Stated goal:
Can you quote the lines below, starting with the line containing "get_box(green tree)" and running through the very last line, with both ends included and the pictures left out?

^^^^^^^^^^^^^^^^

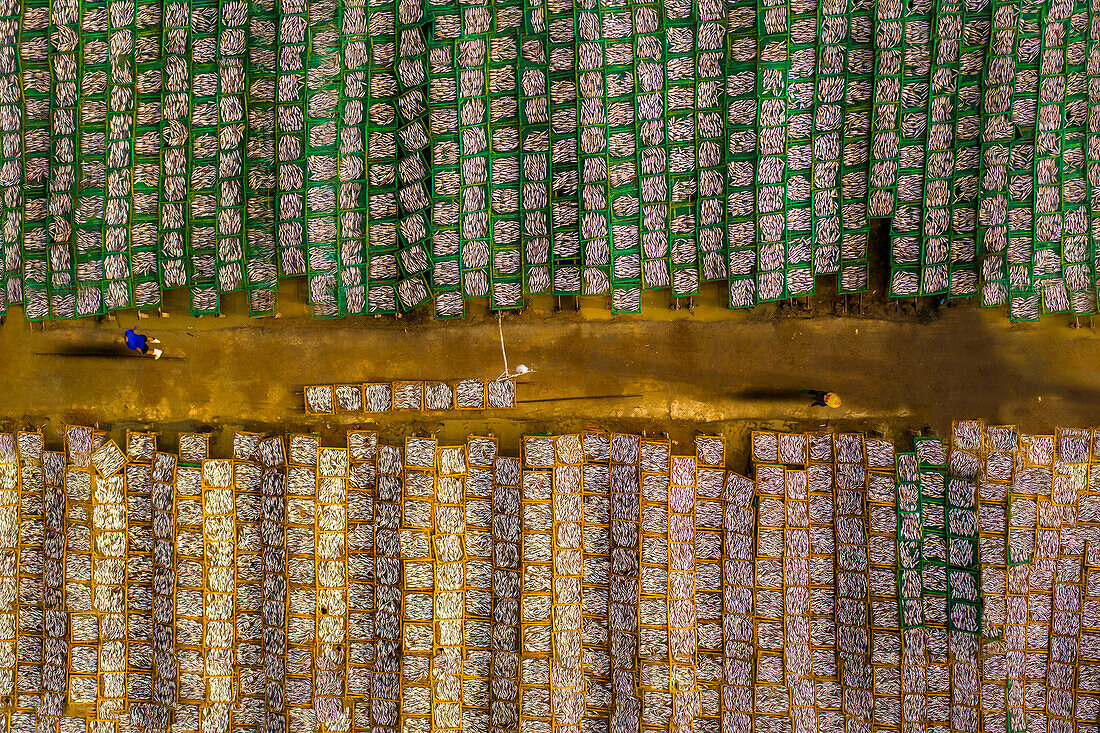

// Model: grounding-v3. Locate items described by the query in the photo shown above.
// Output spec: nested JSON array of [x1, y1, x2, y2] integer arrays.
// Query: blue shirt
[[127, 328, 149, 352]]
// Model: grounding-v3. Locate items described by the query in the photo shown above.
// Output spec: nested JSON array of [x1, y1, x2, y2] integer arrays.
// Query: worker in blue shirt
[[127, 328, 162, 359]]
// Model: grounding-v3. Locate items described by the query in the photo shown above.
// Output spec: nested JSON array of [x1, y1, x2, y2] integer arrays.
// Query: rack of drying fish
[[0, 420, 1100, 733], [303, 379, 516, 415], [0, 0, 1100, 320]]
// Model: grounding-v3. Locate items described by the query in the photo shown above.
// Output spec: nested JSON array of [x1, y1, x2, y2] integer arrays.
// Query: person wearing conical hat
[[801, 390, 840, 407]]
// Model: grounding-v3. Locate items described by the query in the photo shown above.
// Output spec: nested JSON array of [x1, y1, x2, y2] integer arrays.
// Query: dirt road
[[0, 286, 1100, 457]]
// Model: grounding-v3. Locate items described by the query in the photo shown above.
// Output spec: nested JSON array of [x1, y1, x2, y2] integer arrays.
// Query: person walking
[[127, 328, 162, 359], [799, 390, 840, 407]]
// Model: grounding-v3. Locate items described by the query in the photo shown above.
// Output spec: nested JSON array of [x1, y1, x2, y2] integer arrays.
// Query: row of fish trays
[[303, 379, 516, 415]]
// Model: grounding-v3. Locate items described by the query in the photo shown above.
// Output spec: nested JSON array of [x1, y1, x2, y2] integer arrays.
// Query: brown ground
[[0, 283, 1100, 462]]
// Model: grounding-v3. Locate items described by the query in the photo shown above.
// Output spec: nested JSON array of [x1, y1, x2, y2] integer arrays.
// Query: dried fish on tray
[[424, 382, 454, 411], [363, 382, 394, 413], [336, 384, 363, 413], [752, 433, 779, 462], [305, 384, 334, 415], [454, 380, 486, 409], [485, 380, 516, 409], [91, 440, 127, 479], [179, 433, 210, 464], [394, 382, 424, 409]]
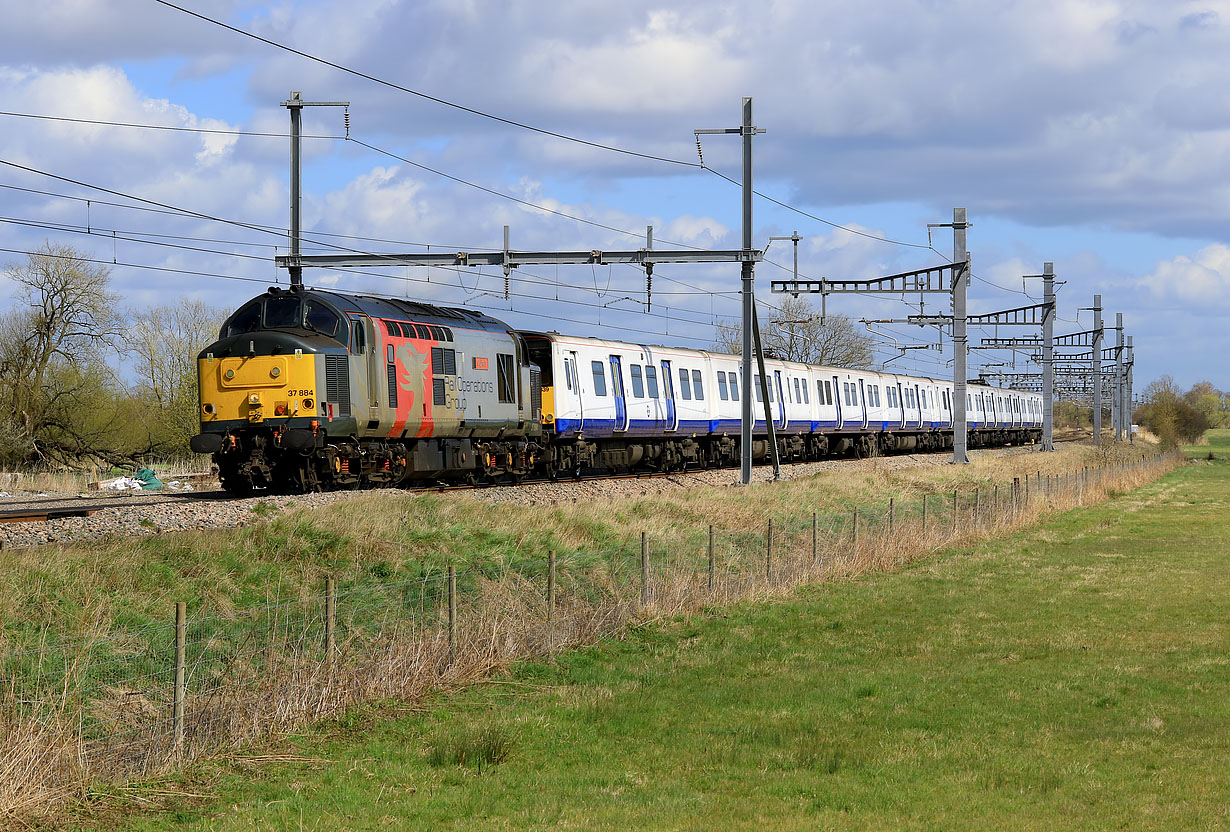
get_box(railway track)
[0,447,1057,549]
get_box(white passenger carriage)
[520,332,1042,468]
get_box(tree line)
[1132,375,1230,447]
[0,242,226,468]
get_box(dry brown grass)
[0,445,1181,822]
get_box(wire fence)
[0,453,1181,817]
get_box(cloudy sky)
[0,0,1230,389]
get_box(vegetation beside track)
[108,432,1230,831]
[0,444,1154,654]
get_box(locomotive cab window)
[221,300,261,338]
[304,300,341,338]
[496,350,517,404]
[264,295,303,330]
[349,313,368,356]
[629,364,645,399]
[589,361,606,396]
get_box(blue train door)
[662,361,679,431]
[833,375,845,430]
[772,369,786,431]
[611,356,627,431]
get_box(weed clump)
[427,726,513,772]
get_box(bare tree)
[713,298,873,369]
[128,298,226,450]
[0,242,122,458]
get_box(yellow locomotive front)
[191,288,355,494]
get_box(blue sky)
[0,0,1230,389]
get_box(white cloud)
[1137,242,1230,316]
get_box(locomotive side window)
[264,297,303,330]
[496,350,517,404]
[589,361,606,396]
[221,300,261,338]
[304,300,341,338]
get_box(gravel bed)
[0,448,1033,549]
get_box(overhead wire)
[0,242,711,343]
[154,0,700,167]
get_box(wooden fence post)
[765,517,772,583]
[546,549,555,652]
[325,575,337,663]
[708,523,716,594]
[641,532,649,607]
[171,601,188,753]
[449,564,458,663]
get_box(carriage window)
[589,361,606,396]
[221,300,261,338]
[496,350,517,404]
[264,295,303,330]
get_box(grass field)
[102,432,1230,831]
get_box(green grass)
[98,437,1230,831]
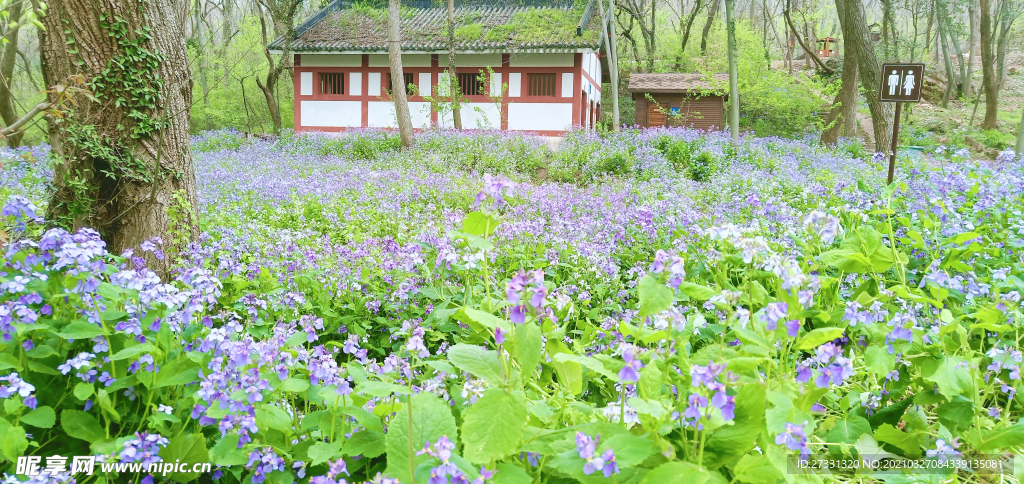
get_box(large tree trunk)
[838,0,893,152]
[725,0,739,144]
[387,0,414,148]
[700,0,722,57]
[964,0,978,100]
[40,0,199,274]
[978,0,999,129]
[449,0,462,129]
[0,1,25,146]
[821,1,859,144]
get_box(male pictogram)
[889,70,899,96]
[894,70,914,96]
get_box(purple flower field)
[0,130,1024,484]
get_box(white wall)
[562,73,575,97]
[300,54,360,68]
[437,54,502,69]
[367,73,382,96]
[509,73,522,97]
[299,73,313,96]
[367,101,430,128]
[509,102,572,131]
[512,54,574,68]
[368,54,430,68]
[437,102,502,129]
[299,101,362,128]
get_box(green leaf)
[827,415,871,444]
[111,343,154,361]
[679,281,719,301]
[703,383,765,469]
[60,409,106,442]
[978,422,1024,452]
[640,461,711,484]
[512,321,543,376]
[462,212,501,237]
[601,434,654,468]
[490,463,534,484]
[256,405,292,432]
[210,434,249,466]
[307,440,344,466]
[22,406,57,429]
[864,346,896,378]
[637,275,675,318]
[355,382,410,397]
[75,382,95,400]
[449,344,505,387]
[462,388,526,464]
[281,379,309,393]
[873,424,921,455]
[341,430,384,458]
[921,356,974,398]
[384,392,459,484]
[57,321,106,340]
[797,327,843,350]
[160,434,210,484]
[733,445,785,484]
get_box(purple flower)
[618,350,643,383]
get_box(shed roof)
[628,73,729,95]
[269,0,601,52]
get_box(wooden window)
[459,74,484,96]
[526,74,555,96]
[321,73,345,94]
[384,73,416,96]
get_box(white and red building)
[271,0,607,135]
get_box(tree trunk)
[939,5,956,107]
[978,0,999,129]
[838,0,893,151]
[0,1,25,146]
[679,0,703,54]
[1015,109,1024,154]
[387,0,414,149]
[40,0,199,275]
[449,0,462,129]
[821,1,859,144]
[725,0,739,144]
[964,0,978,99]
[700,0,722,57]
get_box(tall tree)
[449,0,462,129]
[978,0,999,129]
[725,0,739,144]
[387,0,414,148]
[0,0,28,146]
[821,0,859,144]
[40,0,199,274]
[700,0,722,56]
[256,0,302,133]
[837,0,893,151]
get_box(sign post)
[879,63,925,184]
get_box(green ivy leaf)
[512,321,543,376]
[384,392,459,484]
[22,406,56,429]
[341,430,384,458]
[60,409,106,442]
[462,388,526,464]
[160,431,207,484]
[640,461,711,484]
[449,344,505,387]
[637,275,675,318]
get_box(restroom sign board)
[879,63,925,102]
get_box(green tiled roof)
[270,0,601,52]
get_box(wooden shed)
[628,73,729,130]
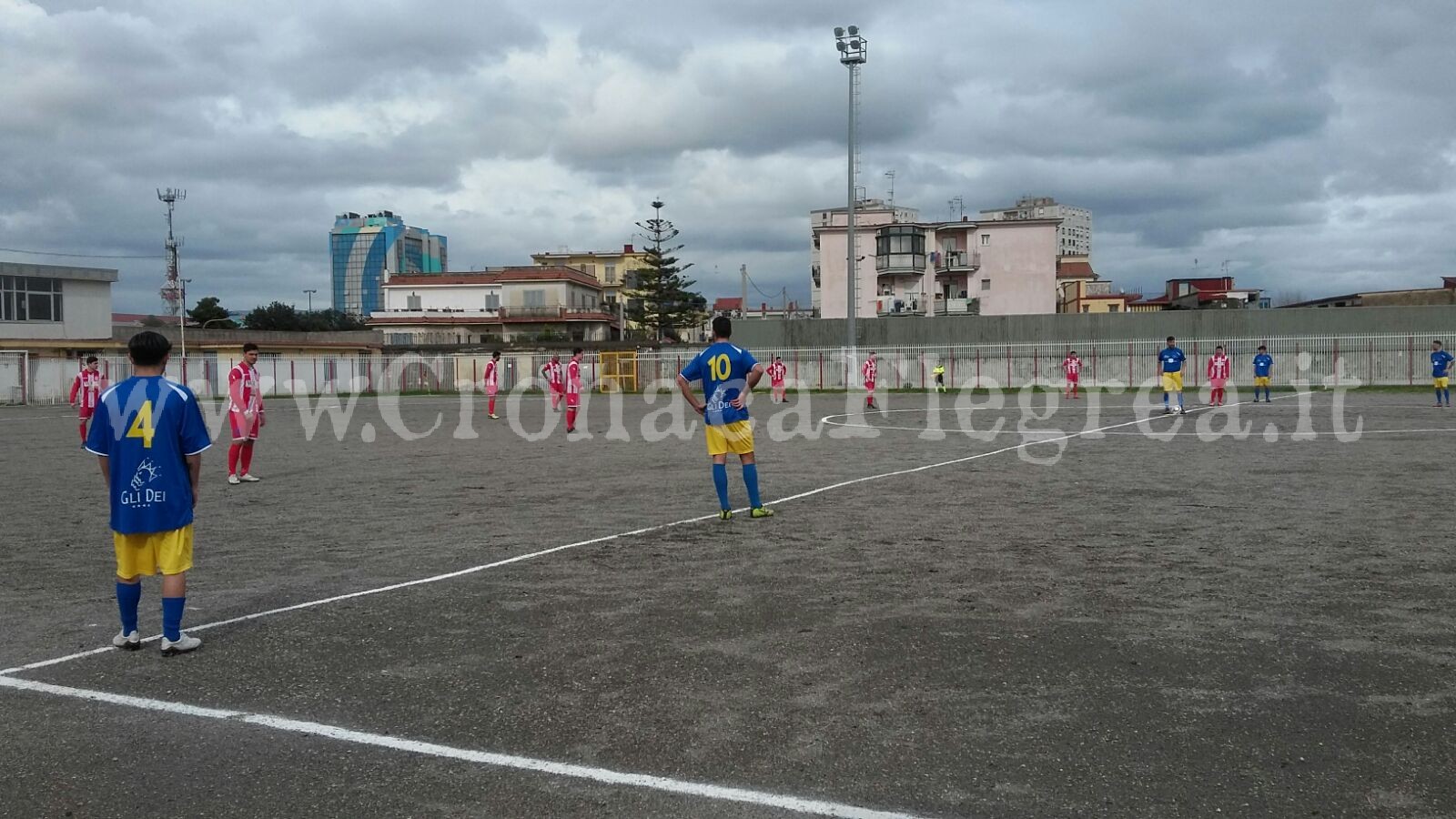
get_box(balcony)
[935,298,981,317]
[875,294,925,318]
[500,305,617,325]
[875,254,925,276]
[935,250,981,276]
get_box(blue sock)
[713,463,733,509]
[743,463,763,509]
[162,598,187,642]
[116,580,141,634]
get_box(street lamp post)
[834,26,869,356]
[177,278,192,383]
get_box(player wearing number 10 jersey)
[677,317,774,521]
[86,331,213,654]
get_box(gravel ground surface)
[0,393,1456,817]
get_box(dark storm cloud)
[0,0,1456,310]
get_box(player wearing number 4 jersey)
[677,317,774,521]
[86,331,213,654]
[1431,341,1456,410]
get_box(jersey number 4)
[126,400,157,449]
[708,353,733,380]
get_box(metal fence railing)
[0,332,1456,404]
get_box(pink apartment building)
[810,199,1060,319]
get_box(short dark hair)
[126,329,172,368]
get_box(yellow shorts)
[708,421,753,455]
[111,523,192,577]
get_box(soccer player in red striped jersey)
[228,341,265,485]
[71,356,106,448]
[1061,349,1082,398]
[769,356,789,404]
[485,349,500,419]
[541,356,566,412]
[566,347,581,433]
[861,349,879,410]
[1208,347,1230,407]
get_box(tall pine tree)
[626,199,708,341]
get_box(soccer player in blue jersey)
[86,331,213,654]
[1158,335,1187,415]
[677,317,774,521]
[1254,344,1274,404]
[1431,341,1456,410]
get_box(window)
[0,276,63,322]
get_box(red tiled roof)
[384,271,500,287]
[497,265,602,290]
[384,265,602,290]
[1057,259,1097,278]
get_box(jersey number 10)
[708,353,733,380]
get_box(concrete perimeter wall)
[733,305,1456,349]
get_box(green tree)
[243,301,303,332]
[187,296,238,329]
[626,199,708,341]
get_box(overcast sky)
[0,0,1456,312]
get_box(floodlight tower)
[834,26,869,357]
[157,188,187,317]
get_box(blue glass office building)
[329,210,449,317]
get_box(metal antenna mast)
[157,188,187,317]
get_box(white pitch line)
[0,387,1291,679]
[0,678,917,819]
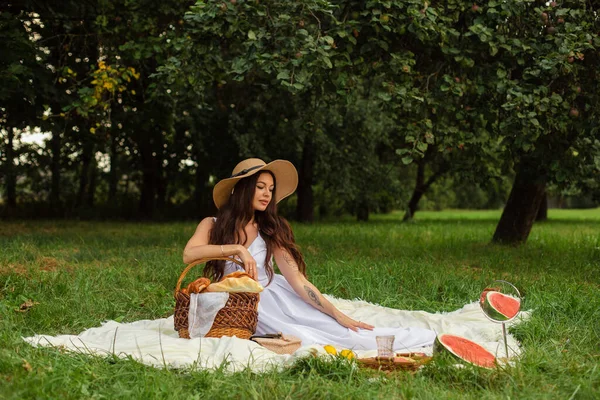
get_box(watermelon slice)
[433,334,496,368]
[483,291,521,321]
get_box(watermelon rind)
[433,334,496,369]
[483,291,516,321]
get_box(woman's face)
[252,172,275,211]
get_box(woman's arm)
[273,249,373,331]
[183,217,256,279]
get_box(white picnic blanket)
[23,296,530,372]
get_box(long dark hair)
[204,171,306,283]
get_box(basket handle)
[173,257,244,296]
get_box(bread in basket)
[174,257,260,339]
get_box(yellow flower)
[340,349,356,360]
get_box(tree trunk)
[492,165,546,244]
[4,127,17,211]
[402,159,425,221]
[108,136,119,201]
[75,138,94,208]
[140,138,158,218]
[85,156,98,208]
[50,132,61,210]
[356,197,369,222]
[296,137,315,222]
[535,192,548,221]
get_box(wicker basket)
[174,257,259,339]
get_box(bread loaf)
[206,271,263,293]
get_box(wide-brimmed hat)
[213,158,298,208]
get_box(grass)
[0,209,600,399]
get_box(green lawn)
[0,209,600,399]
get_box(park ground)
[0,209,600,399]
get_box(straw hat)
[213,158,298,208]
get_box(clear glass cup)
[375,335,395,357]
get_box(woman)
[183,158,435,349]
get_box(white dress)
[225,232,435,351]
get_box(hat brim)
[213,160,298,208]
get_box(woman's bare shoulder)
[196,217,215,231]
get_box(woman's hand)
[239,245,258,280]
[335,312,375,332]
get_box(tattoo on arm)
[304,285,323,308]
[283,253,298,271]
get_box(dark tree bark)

^^^^^^^^^^^^^^^^

Response to this task:
get_box(green tree)
[243,301,303,332]
[187,296,238,329]
[626,199,708,341]
get_box(overcast sky)
[0,0,1456,312]
get_box(floodlight tower)
[834,26,869,357]
[157,188,187,317]
get_box(blue glass office building)
[329,210,449,317]
get_box(metal antenna mast)
[157,188,187,317]
get_box(white pitch line)
[0,387,1291,679]
[0,678,917,819]
get_box(watermelon slice)
[433,334,496,368]
[483,291,521,321]
get_box(watermelon rind)
[433,334,496,369]
[483,291,516,321]
get_box(woman's face)
[252,172,275,211]
get_box(woman's arm)
[273,249,373,331]
[183,217,256,279]
get_box(white picnic blanket)
[23,296,530,372]
get_box(long dark hair)
[204,171,306,283]
get_box(basket handle)
[173,257,244,296]
get_box(bread in basket)
[174,257,260,339]
get_box(yellow flower)
[340,349,356,360]
get_box(tree trunk)
[492,165,546,244]
[4,127,17,211]
[402,159,425,221]
[108,136,119,201]
[75,138,94,208]
[140,138,158,218]
[85,156,98,208]
[50,132,61,210]
[356,197,369,222]
[296,137,315,222]
[535,192,548,221]
get_box(wicker basket)
[174,257,259,339]
get_box(bread loaf)
[206,271,263,293]
get_box(wide-brimmed hat)
[213,158,298,208]
get_box(grass)
[0,209,600,399]
get_box(green lawn)
[0,209,600,399]
get_box(park ground)
[0,209,600,399]
get_box(straw hat)
[213,158,298,208]
get_box(clear glass cup)
[375,335,395,357]
get_box(woman)
[183,158,435,349]
get_box(white dress)
[225,232,435,351]
get_box(hat brim)
[213,160,298,208]
get_box(woman's bare shoulder)
[196,217,215,231]
get_box(woman's hand)
[239,245,258,280]
[335,312,375,332]
get_box(tattoo on arm)
[304,285,323,308]
[283,253,298,271]
get_box(dark tree bark)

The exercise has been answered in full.